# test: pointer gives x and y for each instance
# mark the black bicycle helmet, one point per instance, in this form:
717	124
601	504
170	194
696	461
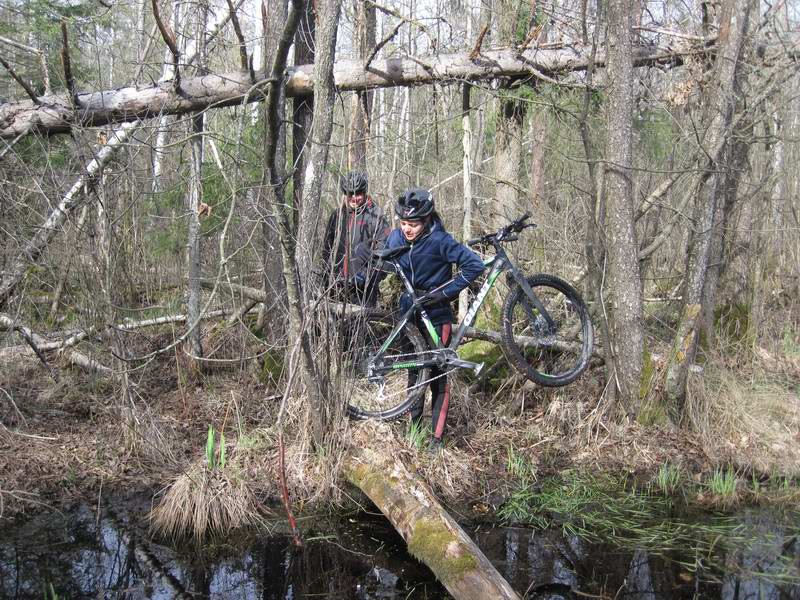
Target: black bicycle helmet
414	205
354	182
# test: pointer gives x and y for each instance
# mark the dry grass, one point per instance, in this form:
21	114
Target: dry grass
747	419
204	502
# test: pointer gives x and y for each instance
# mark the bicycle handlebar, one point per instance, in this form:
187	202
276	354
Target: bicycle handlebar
504	233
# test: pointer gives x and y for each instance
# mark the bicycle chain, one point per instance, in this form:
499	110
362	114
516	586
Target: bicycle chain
413	387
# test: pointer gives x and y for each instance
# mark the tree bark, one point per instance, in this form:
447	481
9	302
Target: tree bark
362	101
73	198
303	106
624	282
509	120
720	100
466	224
323	411
432	535
56	113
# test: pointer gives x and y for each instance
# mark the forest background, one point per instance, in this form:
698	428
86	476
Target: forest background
158	249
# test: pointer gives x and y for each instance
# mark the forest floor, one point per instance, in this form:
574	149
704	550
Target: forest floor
74	439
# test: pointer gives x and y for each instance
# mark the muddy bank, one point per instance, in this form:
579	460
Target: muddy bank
75	439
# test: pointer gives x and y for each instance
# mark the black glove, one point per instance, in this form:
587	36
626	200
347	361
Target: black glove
434	299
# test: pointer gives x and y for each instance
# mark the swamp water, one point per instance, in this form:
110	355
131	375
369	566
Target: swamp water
75	554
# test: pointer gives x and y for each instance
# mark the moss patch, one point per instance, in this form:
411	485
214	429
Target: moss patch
433	543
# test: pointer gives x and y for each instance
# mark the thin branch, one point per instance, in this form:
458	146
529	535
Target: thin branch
39	53
381	44
246	64
19	80
476	50
67	65
169	39
397	15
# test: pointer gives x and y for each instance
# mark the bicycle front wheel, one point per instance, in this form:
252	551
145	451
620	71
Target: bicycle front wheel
550	355
394	394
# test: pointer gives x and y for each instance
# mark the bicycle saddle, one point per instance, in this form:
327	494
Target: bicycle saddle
390	253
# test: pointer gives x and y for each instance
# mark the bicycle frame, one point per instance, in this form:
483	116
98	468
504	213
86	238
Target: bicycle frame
446	355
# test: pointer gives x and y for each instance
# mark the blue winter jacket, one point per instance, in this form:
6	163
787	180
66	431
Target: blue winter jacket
429	265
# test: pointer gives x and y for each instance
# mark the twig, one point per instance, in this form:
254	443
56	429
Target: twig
6	322
381	44
19	80
9	146
394	13
169	39
65	62
37	52
246	64
285	493
531	36
476	50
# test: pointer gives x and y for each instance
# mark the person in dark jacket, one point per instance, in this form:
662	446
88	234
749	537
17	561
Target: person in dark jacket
353	232
429	267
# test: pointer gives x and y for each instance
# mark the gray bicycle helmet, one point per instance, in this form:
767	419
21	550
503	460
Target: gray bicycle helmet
353	183
414	205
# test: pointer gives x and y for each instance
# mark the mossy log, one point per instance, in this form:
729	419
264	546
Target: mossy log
432	535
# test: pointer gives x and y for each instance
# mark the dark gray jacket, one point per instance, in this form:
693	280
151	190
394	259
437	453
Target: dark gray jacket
350	238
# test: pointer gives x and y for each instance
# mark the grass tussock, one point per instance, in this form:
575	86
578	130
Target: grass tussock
203	502
749	420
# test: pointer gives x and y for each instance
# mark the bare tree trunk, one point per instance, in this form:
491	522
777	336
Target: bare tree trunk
735	27
194	198
167	73
508	140
362	101
33	249
323	411
466	226
193	252
432	535
624	283
303	107
229	89
736	160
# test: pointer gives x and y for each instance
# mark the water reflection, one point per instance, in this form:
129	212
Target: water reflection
77	555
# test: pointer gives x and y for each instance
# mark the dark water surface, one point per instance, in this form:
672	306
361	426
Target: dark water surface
77	555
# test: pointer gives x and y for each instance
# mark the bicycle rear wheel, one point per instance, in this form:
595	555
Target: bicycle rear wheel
362	336
549	357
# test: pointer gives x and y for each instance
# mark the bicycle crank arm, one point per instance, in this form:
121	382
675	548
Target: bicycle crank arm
464	364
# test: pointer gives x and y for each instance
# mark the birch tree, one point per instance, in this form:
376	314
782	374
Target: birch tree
624	283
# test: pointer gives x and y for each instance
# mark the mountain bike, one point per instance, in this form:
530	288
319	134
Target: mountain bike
546	334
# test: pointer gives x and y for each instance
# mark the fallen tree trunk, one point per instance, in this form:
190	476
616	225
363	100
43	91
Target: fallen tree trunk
432	535
37	346
57	114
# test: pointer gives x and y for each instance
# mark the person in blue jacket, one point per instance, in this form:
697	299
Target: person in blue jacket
429	267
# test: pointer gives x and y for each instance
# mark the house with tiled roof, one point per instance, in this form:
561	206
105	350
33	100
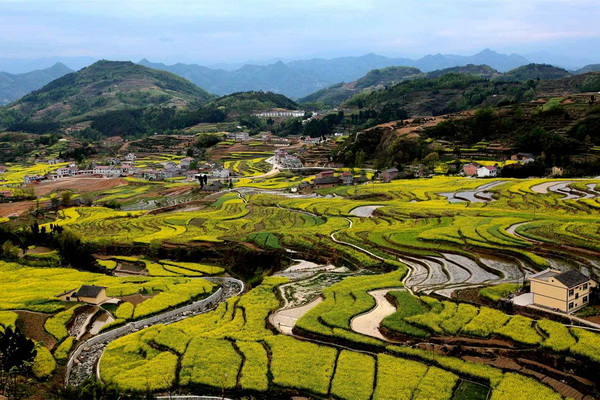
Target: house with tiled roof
90	294
564	291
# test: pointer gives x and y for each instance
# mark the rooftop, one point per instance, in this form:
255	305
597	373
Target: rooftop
89	291
569	278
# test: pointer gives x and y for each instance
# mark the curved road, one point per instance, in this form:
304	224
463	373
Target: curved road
84	361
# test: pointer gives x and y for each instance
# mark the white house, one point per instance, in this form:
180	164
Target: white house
185	163
220	173
487	171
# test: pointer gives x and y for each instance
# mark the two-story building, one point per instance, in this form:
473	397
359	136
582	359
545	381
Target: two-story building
565	291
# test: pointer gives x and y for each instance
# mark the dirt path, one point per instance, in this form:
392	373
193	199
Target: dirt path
84	361
364	211
542	188
368	323
285	320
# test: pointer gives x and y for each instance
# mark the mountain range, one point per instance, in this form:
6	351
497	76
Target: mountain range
108	86
15	86
295	79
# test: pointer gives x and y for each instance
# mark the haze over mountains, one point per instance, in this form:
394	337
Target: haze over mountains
295	79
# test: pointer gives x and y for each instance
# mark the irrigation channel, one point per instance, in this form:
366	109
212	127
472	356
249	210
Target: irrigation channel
85	360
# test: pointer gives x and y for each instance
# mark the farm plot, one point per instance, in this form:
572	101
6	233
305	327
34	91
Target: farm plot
215	351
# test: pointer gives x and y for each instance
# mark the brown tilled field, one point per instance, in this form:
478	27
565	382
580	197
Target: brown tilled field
79	185
15	209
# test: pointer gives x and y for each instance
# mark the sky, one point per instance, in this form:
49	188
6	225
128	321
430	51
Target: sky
230	31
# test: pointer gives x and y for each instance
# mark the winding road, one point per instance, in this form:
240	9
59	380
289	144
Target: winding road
84	361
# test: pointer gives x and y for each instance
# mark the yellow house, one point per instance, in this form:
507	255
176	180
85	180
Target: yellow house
565	291
90	294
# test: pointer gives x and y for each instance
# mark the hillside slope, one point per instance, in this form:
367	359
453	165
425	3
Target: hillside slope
375	79
108	86
15	86
250	102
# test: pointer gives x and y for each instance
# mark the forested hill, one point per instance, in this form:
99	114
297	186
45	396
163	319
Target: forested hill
107	86
375	79
15	86
393	80
250	102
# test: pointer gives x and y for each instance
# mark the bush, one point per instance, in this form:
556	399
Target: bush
125	311
43	363
62	351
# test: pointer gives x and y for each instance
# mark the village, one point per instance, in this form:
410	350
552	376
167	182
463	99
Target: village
299	155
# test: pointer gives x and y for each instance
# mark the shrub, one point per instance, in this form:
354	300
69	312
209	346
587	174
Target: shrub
43	363
125	311
8	319
62	351
56	325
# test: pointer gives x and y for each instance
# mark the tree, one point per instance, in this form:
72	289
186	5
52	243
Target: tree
16	358
65	198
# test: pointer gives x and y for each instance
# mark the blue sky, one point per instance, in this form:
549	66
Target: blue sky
213	31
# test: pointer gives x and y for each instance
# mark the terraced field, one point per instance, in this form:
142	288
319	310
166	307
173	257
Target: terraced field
407	239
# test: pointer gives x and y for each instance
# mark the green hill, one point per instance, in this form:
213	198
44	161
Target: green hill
15	86
254	101
107	86
535	72
375	79
483	71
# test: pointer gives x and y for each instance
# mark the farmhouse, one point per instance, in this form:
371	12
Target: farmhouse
523	157
487	171
220	173
185	163
566	291
90	294
470	169
389	174
326	182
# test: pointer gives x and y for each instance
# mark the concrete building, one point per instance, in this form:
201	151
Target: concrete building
389	174
487	171
470	169
565	291
90	294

━━━━━━━━━━━━━━━━

TASK DESCRIPTION
If a picture appears among the records, leave it out, and otherwise reproduce exactly every line from the first line through the one with "# mark the forest background, one", both included.

WRITTEN SOLUTION
# test: pointer gives x and y for each instance
# mark the black bicycle helmet, one point per instance, in this form:
717	124
601	504
170	194
696	461
Target: black bicycle helmet
414	205
354	182
# test: pointer gives x and y for each instance
# mark the dry grass, one point per instance, in this form:
21	114
Target: dry grass
747	419
204	502
# test: pointer gives x and y for each instance
# mark the bicycle handlebar, one point per instance, in this form:
187	202
276	354
Target: bicycle handlebar
504	233
# test: pointer gives x and y for each instance
# mark the bicycle chain, one point per instance, in this form:
499	110
362	114
516	586
Target: bicycle chain
413	387
# test: pointer gives x and y for each instance
# mark the tree bark, one point per instance, in this form:
447	481
9	302
Target: tree bark
362	101
73	198
303	106
624	282
509	120
720	100
466	224
323	411
432	535
56	113
# test: pointer gives x and y for each instance
# mark the forest background, one point per instance, in this form:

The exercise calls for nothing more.